▶ [WHAT YOU NEED TO DO]: Extract the records below word for word and ignore the images.

--------------------

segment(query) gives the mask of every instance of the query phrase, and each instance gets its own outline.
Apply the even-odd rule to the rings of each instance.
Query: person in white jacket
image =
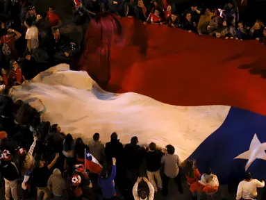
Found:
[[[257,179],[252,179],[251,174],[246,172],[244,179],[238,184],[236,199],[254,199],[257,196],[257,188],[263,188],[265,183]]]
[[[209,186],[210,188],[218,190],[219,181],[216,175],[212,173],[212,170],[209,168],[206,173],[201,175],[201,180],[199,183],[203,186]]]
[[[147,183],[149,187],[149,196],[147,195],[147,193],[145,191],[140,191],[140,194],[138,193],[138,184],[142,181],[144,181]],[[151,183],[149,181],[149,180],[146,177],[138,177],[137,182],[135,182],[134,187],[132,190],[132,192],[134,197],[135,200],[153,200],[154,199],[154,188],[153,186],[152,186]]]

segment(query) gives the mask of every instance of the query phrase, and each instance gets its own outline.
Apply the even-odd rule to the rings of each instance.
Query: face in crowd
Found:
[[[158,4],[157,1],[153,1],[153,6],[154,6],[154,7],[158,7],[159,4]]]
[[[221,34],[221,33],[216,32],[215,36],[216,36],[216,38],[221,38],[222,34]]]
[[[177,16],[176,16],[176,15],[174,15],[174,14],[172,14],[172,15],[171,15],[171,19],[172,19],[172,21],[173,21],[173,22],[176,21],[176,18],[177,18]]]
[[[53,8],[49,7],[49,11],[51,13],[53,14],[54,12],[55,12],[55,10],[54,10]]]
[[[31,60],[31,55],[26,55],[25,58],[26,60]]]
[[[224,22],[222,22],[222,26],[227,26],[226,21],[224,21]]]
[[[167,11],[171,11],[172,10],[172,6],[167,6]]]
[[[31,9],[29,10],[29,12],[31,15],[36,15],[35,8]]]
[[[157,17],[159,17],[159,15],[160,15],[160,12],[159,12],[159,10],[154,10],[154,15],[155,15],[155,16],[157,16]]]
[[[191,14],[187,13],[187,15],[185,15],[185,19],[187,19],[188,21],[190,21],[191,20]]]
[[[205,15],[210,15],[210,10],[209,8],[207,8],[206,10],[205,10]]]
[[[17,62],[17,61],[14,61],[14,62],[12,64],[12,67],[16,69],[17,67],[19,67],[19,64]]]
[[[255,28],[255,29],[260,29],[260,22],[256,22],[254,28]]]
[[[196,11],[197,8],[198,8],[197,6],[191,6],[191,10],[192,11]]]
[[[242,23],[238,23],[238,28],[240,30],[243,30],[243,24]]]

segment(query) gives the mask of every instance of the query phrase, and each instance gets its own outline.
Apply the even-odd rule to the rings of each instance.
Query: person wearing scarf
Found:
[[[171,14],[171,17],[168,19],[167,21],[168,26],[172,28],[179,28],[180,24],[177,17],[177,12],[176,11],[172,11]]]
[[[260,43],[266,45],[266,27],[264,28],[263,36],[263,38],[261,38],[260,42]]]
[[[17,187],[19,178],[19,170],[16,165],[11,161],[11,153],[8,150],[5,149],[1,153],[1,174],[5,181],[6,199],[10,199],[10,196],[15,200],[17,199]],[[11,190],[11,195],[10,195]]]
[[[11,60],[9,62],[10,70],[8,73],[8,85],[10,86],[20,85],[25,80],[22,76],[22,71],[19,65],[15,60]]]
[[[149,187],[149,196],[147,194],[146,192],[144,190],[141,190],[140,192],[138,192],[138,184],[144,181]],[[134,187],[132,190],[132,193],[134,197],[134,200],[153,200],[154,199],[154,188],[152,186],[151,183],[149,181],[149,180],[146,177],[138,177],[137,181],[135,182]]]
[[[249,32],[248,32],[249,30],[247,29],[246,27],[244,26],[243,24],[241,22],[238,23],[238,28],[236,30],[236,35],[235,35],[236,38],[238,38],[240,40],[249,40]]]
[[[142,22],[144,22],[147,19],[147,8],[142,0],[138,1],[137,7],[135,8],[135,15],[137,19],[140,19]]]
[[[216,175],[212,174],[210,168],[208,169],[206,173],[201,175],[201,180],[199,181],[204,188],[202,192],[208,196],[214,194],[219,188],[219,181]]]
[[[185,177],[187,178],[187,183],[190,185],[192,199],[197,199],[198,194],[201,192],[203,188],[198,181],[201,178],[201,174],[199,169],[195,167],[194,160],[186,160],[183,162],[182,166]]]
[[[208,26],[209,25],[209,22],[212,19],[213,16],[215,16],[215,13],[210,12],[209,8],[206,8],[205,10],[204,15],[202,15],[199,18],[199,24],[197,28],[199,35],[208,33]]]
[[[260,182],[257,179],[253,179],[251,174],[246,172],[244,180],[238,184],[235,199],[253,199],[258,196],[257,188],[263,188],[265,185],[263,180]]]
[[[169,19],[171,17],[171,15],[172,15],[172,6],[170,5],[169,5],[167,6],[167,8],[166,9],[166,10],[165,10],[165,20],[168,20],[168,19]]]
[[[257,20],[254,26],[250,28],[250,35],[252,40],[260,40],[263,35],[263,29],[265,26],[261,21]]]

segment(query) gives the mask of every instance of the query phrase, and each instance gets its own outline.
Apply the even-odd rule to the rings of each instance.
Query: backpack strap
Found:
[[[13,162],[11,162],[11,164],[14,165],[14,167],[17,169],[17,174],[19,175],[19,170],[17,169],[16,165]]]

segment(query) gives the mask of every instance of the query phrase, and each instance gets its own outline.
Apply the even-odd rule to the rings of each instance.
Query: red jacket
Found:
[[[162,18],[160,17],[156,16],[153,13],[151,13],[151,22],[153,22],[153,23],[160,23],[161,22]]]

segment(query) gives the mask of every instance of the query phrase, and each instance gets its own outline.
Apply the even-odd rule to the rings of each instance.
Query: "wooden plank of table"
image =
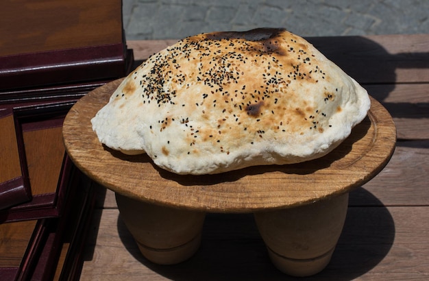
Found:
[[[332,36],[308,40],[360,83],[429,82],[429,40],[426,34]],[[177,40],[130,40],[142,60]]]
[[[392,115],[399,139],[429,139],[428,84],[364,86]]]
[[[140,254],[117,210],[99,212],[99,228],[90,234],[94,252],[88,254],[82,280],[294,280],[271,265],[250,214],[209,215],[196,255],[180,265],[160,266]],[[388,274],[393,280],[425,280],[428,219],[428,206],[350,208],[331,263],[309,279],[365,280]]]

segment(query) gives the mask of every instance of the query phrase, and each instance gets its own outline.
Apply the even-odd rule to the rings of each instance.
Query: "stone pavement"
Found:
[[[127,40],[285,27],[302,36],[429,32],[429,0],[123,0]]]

--------------------

▶ [THE COMPLETED TASK]:
segment(query) gives the mask of every instance of the query phrase, and each instance gets its own outline.
Apply the even-odd rule to the rings of each instance.
Query: person in white jacket
image =
Found:
[[[257,179],[252,179],[251,174],[246,172],[244,179],[238,184],[236,199],[254,199],[257,196],[257,188],[263,188],[265,183]]]
[[[209,186],[210,188],[218,190],[219,181],[216,175],[212,173],[212,170],[209,168],[206,173],[201,175],[201,180],[199,183],[203,186]]]
[[[147,183],[149,187],[149,196],[147,195],[147,193],[145,191],[140,191],[140,194],[138,193],[138,184],[142,181],[144,181]],[[151,183],[149,181],[149,180],[146,177],[138,177],[137,182],[135,182],[134,187],[132,190],[132,192],[134,197],[135,200],[153,200],[154,199],[154,188],[153,186],[152,186]]]

segment(query) gives the mask of every instance of the query phrase, and each instance gets its own outline.
Apply the even-odd rule to the rings of each instance.
Query: face in crowd
Found:
[[[158,4],[157,1],[153,1],[153,6],[154,6],[154,7],[158,7],[159,4]]]
[[[221,34],[221,33],[216,32],[215,36],[216,36],[216,38],[221,38],[222,34]]]
[[[177,16],[176,16],[176,15],[174,15],[174,14],[172,14],[172,15],[171,15],[171,19],[172,19],[172,21],[173,21],[173,22],[176,21],[176,18],[177,18]]]
[[[53,8],[49,7],[49,11],[51,13],[53,14],[54,12],[55,12],[55,10],[54,10]]]
[[[31,60],[31,55],[26,55],[25,58],[26,60]]]
[[[224,22],[222,22],[222,26],[227,26],[226,21],[224,21]]]
[[[167,11],[171,11],[172,10],[172,6],[167,6]]]
[[[31,9],[29,10],[29,12],[31,15],[36,15],[35,8]]]
[[[157,17],[159,17],[159,15],[160,15],[160,12],[159,12],[159,10],[154,10],[154,15],[155,15],[155,16],[157,16]]]
[[[191,14],[187,13],[187,15],[185,15],[185,19],[187,19],[188,21],[190,21],[191,20]]]
[[[205,15],[210,15],[210,10],[209,8],[207,8],[206,10],[205,10]]]
[[[17,62],[17,61],[14,61],[14,62],[12,64],[12,67],[16,69],[17,67],[19,67],[19,64]]]
[[[255,28],[255,29],[260,29],[260,22],[256,22],[254,28]]]
[[[196,11],[197,8],[198,8],[197,6],[191,6],[191,10],[192,11]]]
[[[242,23],[238,23],[238,28],[240,30],[243,30],[243,24]]]

segment(query) gives the mask of every instance of the query phrase, and each instance gets its own outline.
Apply the even-odd rule to the rings of each instance.
Query: person wearing scarf
Found:
[[[171,14],[171,17],[168,19],[167,21],[168,26],[172,28],[179,28],[180,24],[177,17],[177,12],[176,11],[172,11]]]
[[[260,43],[266,45],[266,27],[264,28],[263,36],[263,38],[261,38],[260,42]]]
[[[17,187],[19,178],[19,170],[16,165],[11,161],[11,153],[8,150],[5,149],[1,153],[1,174],[5,181],[6,199],[10,199],[10,196],[15,200],[17,199]],[[11,190],[11,195],[10,195]]]
[[[11,60],[9,62],[10,70],[8,73],[8,85],[10,86],[20,85],[25,80],[22,76],[22,71],[19,65],[15,60]]]
[[[149,187],[149,196],[147,194],[146,192],[144,190],[141,190],[140,192],[138,192],[138,184],[144,181]],[[134,187],[132,190],[132,193],[134,197],[134,200],[153,200],[154,199],[154,188],[152,186],[151,183],[149,181],[149,180],[146,177],[138,177],[137,181],[135,182]]]
[[[249,32],[248,32],[249,30],[247,29],[246,27],[244,26],[243,24],[241,22],[238,23],[238,28],[236,30],[236,35],[235,35],[236,38],[238,38],[240,40],[249,40]]]
[[[142,22],[144,22],[147,19],[147,8],[142,0],[138,1],[137,7],[135,8],[135,15],[137,19],[140,19]]]
[[[216,175],[212,174],[210,168],[208,169],[206,173],[201,175],[201,180],[199,181],[204,188],[202,192],[208,196],[214,194],[219,188],[219,181]]]
[[[185,177],[187,178],[187,183],[190,185],[192,199],[197,199],[198,194],[201,192],[203,188],[198,181],[201,178],[201,174],[199,169],[195,167],[194,160],[186,160],[183,162],[182,166]]]
[[[208,26],[209,25],[209,22],[212,19],[213,16],[215,16],[215,13],[210,12],[209,8],[206,8],[205,10],[204,15],[202,15],[199,18],[199,24],[197,28],[199,35],[208,33]]]
[[[260,182],[257,179],[253,179],[251,174],[246,172],[244,180],[238,184],[235,199],[253,199],[258,196],[257,188],[263,188],[265,185],[263,180]]]
[[[169,19],[171,17],[171,15],[172,15],[172,6],[170,5],[169,5],[167,6],[167,8],[166,9],[166,10],[165,10],[165,20],[168,20],[168,19]]]
[[[257,20],[254,26],[250,28],[250,35],[252,40],[260,40],[263,35],[263,29],[265,26],[261,21]]]

segment(query) gives the mask of every instance of the query phrase, and each instance gets its own outline.
Apply the even-odd rule to the rings of each instance.
Query: backpack strap
Found:
[[[13,162],[11,162],[11,164],[14,165],[14,167],[17,169],[17,174],[19,175],[19,170],[17,169],[16,165]]]

segment(query) gives the mask of every instance of the query phrase, and each instance gets its own outline.
Apply the even-odd rule to the rings of each instance.
Query: red jacket
Found:
[[[162,18],[160,17],[156,16],[153,13],[151,13],[151,22],[153,22],[153,23],[160,23],[161,22]]]

segment(query) gives the mask of every instance of the query phrase, and each instance gets its own outline.
Apply the even-odd rule to the rings of each instance.
Query: "wooden plank of table"
image =
Found:
[[[332,36],[308,40],[360,83],[429,82],[429,40],[426,34]],[[177,40],[130,40],[142,60]]]
[[[392,115],[399,139],[429,139],[428,84],[364,86]]]
[[[140,254],[117,210],[99,212],[99,228],[90,234],[94,252],[88,254],[82,280],[294,280],[271,265],[250,214],[209,215],[196,255],[180,265],[160,266]],[[388,274],[393,280],[425,280],[428,219],[428,206],[350,208],[331,263],[309,279],[365,280]]]

segment(query) gives the mask of every instance of the query phrase, and each instance gets its own outline.
Apply the even-odd rule to the rings of each instance.
Query: "stone pavement"
Found:
[[[127,40],[285,27],[302,36],[429,32],[429,0],[123,0]]]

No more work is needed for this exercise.